*** Block opens ***
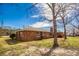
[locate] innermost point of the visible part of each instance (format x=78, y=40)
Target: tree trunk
x=54, y=26
x=65, y=36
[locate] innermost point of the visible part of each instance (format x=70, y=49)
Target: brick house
x=35, y=34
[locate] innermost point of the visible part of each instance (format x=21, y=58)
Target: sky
x=18, y=15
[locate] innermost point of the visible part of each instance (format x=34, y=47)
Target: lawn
x=7, y=45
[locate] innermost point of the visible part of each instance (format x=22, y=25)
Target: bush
x=13, y=36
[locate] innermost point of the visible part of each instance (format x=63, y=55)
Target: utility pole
x=2, y=24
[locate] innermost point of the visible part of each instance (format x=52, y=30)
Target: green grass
x=47, y=43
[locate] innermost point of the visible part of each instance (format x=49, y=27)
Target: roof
x=34, y=29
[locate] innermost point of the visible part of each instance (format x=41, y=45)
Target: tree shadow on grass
x=11, y=42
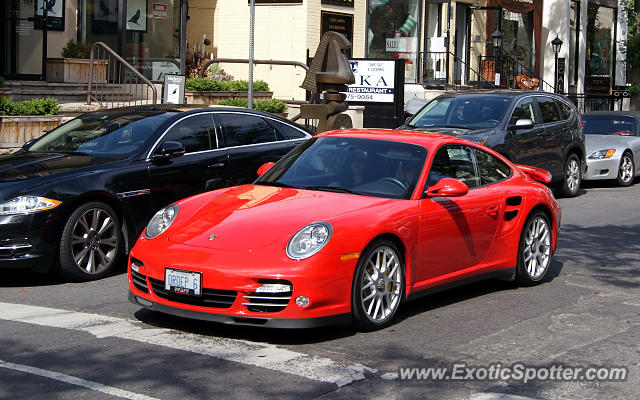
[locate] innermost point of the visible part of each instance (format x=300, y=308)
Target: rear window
x=609, y=125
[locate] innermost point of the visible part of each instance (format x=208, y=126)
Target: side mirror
x=524, y=123
x=169, y=150
x=448, y=187
x=265, y=167
x=28, y=144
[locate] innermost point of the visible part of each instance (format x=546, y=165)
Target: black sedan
x=77, y=198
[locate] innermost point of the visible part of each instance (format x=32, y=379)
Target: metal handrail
x=246, y=61
x=124, y=64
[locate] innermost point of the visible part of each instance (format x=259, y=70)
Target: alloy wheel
x=94, y=241
x=381, y=284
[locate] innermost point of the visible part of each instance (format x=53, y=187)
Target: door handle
x=493, y=210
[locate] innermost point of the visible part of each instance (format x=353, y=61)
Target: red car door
x=455, y=233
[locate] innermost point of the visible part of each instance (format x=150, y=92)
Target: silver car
x=612, y=142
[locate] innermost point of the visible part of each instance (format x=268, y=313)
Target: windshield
x=103, y=133
x=365, y=167
x=609, y=125
x=467, y=112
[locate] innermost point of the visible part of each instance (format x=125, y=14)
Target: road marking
x=98, y=387
x=250, y=353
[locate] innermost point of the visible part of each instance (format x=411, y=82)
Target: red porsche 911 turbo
x=345, y=228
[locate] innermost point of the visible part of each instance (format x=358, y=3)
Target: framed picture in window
x=55, y=14
x=136, y=15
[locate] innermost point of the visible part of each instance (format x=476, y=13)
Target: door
x=455, y=233
x=553, y=140
x=203, y=167
x=462, y=44
x=23, y=43
x=251, y=141
x=525, y=143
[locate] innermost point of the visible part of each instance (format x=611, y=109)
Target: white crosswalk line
x=255, y=354
x=98, y=387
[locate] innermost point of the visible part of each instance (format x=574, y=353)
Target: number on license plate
x=185, y=282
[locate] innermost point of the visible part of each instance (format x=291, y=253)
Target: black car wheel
x=378, y=286
x=626, y=171
x=90, y=244
x=572, y=177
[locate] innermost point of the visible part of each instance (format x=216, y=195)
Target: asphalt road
x=62, y=340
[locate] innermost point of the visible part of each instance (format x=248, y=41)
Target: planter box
x=15, y=131
x=75, y=70
x=194, y=97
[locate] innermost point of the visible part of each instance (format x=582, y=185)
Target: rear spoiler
x=536, y=173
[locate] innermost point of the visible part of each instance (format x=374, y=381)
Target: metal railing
x=113, y=82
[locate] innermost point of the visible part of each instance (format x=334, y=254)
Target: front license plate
x=184, y=282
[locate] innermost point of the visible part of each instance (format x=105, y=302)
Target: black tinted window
x=246, y=129
x=196, y=133
x=548, y=110
x=456, y=162
x=491, y=169
x=286, y=132
x=524, y=110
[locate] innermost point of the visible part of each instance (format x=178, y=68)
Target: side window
x=524, y=110
x=490, y=168
x=548, y=109
x=245, y=129
x=567, y=110
x=454, y=161
x=286, y=132
x=196, y=133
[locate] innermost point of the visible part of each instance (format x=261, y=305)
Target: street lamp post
x=556, y=44
x=497, y=49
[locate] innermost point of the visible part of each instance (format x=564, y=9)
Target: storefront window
x=518, y=37
x=600, y=26
x=393, y=33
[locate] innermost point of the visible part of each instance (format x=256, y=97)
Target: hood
x=600, y=142
x=450, y=131
x=251, y=216
x=24, y=166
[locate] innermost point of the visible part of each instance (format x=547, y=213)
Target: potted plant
x=211, y=91
x=26, y=120
x=73, y=67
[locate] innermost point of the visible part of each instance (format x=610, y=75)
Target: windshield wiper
x=329, y=189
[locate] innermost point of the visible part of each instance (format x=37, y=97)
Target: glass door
x=23, y=43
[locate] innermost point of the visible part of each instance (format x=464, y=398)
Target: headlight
x=309, y=240
x=606, y=153
x=161, y=221
x=27, y=205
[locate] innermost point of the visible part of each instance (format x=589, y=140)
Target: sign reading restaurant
x=374, y=80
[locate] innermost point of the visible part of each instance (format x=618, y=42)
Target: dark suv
x=532, y=128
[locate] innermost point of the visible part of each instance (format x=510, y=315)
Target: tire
x=571, y=176
x=626, y=170
x=377, y=291
x=534, y=251
x=90, y=244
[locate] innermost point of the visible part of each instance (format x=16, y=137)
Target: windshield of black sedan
x=103, y=133
x=350, y=165
x=467, y=112
x=609, y=125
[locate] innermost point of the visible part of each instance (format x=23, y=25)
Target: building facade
x=443, y=42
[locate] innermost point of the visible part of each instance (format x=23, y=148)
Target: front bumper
x=606, y=168
x=229, y=283
x=28, y=241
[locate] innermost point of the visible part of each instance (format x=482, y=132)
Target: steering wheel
x=396, y=182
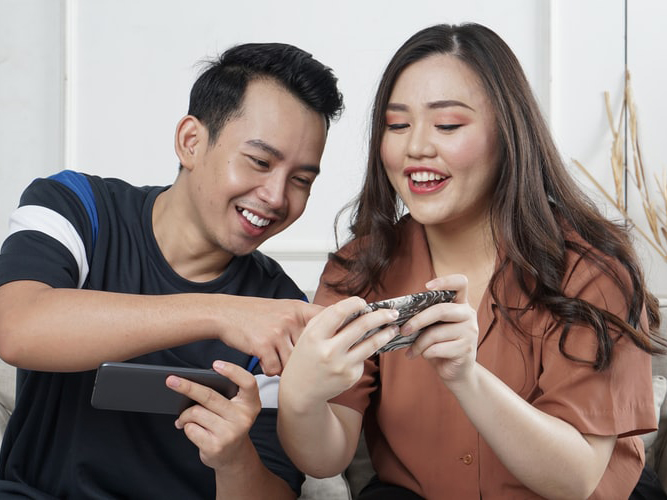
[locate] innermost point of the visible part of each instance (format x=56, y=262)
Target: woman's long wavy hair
x=536, y=200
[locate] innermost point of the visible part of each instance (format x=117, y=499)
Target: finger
x=438, y=313
x=456, y=282
x=240, y=376
x=368, y=347
x=444, y=334
x=329, y=321
x=354, y=331
x=270, y=361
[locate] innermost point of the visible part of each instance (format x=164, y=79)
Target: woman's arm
x=545, y=453
x=318, y=436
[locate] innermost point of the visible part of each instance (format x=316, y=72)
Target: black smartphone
x=142, y=388
x=407, y=306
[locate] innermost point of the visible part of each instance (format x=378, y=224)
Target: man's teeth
x=425, y=176
x=254, y=219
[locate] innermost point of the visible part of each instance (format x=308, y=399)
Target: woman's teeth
x=254, y=219
x=425, y=176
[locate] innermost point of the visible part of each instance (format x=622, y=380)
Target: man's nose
x=272, y=191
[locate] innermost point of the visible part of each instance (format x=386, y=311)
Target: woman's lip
x=411, y=170
x=427, y=187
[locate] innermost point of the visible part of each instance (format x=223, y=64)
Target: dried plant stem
x=656, y=217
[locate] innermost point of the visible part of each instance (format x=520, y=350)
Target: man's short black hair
x=218, y=93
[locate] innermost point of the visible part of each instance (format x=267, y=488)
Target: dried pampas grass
x=655, y=212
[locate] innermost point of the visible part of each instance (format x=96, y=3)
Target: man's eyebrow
x=258, y=143
x=448, y=103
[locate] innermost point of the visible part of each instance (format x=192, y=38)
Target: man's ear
x=190, y=136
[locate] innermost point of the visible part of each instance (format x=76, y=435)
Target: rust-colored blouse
x=420, y=438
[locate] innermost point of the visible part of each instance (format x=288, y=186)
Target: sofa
x=346, y=486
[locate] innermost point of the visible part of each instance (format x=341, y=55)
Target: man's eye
x=303, y=181
x=397, y=126
x=448, y=127
x=260, y=162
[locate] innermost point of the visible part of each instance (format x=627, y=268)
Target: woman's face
x=440, y=146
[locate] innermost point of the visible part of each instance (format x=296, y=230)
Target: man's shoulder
x=269, y=277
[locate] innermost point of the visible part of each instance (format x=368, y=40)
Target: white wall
x=130, y=65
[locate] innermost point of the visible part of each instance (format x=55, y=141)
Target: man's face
x=255, y=180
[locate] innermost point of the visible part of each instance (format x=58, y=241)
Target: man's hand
x=268, y=329
x=216, y=425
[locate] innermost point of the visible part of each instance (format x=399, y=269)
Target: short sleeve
x=615, y=401
x=50, y=234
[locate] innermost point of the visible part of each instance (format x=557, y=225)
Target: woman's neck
x=467, y=250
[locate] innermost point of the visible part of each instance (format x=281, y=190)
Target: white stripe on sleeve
x=51, y=223
x=268, y=390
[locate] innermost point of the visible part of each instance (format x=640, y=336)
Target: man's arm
x=41, y=328
x=219, y=428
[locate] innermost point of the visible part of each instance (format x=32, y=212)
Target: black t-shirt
x=74, y=230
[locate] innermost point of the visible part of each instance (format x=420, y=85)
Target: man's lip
x=272, y=218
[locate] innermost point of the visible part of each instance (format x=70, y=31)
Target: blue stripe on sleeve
x=79, y=184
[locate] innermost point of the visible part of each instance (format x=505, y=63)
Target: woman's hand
x=449, y=342
x=325, y=361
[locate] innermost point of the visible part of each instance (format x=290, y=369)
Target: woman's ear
x=188, y=140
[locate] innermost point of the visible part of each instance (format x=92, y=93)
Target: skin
x=264, y=161
x=457, y=141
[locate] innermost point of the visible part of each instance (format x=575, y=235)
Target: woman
x=536, y=381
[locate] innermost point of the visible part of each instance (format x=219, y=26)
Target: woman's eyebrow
x=445, y=103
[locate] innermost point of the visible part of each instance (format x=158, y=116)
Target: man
x=97, y=270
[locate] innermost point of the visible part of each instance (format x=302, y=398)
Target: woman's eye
*** Block closes ***
__Task instructions__: Only the lines from the top of the records through the line with "(format x=34, y=47)" belong in the copy; write them out exactly, leaving out pictures.

__Result below__:
[locate] innermost point of the visible part of each instance (format x=78, y=40)
Target: tree trunk
x=54, y=26
x=65, y=36
[locate] innermost point of the visible part of each instance (format x=70, y=49)
Target: brick house
x=35, y=34
[locate] innermost point of the visible part of each instance (format x=21, y=58)
Target: sky
x=18, y=15
[locate] innermost point of the visible part of each instance (format x=34, y=47)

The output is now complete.